[Start]
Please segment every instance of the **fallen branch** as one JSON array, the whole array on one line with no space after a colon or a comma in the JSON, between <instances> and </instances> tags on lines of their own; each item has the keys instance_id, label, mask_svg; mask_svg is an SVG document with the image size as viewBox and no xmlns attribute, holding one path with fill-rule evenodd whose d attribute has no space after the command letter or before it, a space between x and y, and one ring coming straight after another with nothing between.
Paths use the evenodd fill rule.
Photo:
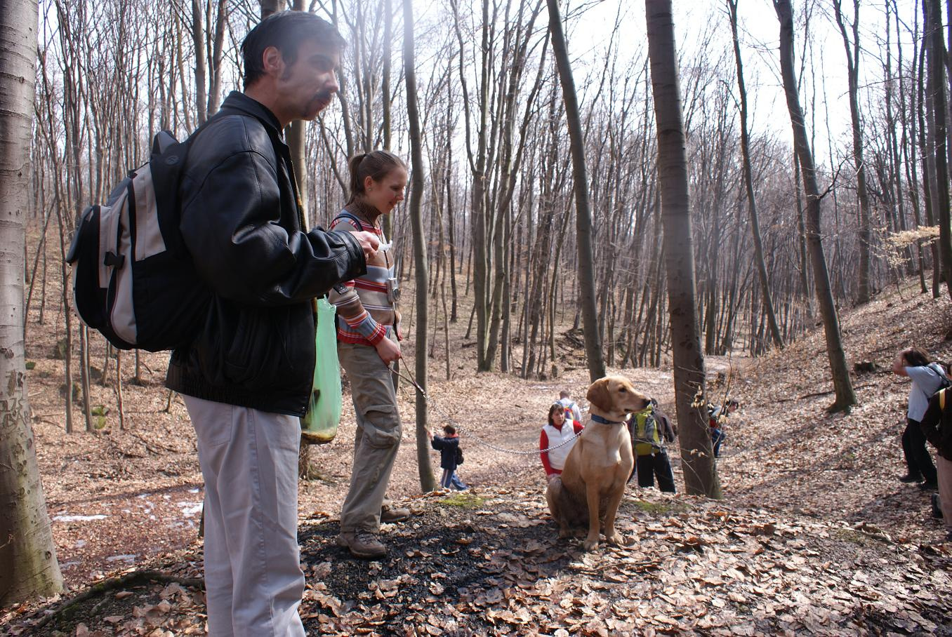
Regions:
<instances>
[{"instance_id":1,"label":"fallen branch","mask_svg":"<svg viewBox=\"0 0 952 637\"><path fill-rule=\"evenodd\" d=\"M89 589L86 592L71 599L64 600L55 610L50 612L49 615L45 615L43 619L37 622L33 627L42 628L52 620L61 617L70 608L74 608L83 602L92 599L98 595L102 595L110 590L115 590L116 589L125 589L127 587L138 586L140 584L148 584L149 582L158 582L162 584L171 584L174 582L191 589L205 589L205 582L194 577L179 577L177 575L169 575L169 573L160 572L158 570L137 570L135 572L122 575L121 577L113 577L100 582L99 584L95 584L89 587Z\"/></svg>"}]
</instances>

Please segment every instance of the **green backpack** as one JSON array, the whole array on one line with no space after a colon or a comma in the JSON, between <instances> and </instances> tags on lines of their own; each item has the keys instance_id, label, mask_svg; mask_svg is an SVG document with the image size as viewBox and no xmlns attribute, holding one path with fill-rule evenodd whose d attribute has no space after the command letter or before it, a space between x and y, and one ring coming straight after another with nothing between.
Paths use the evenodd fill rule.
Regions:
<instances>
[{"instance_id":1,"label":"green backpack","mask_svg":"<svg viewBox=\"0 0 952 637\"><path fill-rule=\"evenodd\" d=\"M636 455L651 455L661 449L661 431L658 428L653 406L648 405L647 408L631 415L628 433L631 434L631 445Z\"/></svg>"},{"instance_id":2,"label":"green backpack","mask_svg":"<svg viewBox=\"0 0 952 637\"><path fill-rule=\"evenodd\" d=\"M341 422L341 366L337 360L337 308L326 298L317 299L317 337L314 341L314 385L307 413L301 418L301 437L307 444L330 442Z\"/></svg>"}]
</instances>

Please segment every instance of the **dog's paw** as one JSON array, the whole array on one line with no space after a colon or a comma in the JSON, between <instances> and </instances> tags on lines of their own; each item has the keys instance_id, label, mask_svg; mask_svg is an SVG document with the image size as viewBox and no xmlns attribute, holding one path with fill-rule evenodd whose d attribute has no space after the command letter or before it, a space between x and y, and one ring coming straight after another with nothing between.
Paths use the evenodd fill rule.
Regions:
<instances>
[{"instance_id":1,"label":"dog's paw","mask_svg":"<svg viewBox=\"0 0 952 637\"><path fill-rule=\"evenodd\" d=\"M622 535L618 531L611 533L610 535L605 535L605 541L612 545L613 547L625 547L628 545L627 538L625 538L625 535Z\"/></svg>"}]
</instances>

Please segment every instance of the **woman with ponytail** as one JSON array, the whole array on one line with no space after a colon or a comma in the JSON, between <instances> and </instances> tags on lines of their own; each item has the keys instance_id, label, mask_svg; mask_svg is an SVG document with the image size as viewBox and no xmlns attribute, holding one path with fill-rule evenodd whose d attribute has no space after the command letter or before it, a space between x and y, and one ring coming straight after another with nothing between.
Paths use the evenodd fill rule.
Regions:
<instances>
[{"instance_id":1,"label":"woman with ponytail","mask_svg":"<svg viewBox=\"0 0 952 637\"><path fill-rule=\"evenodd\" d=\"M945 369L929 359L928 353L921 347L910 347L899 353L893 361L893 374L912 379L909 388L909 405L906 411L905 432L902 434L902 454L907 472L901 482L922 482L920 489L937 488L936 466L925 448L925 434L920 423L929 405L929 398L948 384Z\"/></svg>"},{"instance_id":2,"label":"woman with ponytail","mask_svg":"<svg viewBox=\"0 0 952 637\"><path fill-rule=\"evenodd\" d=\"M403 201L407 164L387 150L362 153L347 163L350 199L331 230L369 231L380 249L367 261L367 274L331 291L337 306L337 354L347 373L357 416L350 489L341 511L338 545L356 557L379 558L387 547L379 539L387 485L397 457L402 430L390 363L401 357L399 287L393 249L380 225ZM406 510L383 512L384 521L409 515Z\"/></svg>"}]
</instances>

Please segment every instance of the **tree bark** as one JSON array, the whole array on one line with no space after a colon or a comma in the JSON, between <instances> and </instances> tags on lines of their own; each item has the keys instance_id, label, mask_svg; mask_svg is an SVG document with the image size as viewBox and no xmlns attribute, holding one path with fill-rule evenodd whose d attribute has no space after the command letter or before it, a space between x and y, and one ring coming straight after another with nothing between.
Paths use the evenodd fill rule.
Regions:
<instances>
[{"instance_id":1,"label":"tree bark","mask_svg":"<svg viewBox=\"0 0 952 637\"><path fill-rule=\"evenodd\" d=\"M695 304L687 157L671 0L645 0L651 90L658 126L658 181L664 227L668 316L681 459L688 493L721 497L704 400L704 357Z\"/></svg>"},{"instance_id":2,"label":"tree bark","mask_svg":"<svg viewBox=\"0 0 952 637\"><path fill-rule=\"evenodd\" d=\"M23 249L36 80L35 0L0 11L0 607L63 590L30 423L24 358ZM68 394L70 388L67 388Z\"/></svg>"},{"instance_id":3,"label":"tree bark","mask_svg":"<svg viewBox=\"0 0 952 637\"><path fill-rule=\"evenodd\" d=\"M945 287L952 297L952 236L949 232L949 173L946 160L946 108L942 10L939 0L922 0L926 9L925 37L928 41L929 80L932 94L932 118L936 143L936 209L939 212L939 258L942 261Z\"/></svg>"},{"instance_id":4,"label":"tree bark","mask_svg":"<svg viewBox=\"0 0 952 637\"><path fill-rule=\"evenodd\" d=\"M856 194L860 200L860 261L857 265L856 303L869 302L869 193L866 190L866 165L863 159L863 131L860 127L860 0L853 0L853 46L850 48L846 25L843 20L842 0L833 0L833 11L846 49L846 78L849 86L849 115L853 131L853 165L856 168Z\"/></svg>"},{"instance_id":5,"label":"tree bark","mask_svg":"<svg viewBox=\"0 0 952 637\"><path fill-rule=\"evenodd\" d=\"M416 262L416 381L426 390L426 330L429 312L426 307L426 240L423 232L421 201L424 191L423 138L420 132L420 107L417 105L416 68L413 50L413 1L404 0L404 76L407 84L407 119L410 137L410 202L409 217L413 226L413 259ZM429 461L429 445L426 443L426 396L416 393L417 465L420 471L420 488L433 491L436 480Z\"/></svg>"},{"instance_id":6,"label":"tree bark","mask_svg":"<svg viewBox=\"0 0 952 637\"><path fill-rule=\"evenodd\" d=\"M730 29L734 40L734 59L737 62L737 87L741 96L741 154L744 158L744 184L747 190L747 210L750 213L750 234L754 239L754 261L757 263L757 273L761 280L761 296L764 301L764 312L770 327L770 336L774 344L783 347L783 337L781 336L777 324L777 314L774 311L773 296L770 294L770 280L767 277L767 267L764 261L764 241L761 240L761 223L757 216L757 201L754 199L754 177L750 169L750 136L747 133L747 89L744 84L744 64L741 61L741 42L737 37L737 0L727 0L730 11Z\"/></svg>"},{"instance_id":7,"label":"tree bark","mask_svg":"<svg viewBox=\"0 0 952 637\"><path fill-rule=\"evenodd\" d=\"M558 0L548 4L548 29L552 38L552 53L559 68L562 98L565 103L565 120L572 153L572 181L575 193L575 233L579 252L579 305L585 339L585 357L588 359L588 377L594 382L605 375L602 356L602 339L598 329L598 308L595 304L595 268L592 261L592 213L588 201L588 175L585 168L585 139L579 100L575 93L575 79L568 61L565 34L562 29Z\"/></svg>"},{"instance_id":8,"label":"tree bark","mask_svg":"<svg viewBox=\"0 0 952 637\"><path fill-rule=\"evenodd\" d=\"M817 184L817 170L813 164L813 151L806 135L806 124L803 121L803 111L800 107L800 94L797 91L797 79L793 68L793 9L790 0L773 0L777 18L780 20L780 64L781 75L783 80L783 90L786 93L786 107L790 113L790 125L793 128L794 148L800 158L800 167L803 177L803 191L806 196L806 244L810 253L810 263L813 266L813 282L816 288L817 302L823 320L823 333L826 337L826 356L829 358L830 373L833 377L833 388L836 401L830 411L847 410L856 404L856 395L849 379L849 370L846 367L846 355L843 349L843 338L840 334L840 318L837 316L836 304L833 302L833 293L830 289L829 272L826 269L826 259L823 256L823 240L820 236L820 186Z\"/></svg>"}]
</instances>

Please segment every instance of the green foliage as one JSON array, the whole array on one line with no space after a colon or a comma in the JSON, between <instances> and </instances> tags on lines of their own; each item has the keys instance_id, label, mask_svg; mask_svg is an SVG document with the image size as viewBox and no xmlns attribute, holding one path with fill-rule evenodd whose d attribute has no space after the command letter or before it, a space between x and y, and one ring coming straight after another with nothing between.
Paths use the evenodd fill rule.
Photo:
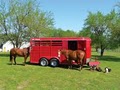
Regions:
[End]
• [Given exercise]
Pull out the lines of the entries word for word, starting at the line that contains "Please segment every instance of the green" and running through the end of the entries. Leave the pictures out of your answer.

• [The answer]
Please segment every instance of the green foliage as one JSON array, the whole array on one line with no space after a colon or a comma in the JSON, between <instances> and </instances> tags on lines of their own; each item has the keys instance_id, label, mask_svg; mask_svg is an SVG document with the image size as viewBox and no xmlns attribute, holding one path with fill-rule evenodd whose d attribute has no space after the command letter or before it, a space between x and y, and one ring coming straight after another with nothing between.
Paths use the evenodd fill rule.
Photo:
Regions:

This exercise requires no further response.